§ **TASK INSTRUCTIONS**
Change "ladybug" to "beetle" in the lines that begin with the one containing "Where can the curved" and end with the one containing "point(892, 606)", leaving everything else as it is. Give only those lines.

╭─ LISTED ENTRIES

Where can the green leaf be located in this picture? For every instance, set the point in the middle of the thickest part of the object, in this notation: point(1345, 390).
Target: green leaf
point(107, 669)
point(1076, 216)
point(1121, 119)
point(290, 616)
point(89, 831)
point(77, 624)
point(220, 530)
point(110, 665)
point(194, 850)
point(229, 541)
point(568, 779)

╰─
╭─ LISTED ENTRIES

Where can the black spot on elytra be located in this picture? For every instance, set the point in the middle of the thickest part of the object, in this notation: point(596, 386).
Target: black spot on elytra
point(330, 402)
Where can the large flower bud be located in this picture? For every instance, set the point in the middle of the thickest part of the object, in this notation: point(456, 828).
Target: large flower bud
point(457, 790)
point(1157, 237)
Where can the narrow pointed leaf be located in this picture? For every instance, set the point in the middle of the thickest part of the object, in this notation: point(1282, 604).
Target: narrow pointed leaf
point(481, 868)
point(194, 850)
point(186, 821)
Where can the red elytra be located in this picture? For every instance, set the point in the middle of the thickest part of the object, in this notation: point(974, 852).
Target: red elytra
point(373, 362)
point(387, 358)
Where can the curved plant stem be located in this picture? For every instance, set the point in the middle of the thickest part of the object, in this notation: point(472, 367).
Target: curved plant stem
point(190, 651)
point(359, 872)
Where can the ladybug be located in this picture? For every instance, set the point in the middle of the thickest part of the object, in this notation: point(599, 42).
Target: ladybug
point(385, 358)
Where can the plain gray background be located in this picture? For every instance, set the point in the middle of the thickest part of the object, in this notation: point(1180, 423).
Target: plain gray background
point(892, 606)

╰─
╭─ LISTED ENTRIES

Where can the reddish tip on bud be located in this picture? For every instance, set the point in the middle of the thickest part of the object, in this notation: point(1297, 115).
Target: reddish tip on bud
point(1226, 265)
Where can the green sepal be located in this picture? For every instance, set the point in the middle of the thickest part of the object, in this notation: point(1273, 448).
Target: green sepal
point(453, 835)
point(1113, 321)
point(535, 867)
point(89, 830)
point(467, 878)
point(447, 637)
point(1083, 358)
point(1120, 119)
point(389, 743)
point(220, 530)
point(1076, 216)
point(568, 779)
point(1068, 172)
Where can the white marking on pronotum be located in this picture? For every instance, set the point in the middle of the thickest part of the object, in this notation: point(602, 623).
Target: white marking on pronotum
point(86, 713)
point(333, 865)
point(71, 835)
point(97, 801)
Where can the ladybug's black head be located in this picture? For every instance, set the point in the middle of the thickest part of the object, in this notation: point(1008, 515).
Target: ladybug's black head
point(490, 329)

╰─

§ **TASK RESULT**
Where can the curved plant stem be located in this picture? For every instance, set the point in the middle of the thickest part of the object, in this notation: point(472, 367).
Target: curved plant stem
point(190, 651)
point(359, 872)
Where can the beetle be located in this picture? For every instance, set the point in the middle of the thickest part of the object, in this notation: point(599, 42).
Target: beetle
point(385, 358)
Where can the plain gray background be located in this picture? For every instance, set the point in the middle of the thickest part of the object, in this notation: point(1180, 423).
Target: plain gray background
point(892, 606)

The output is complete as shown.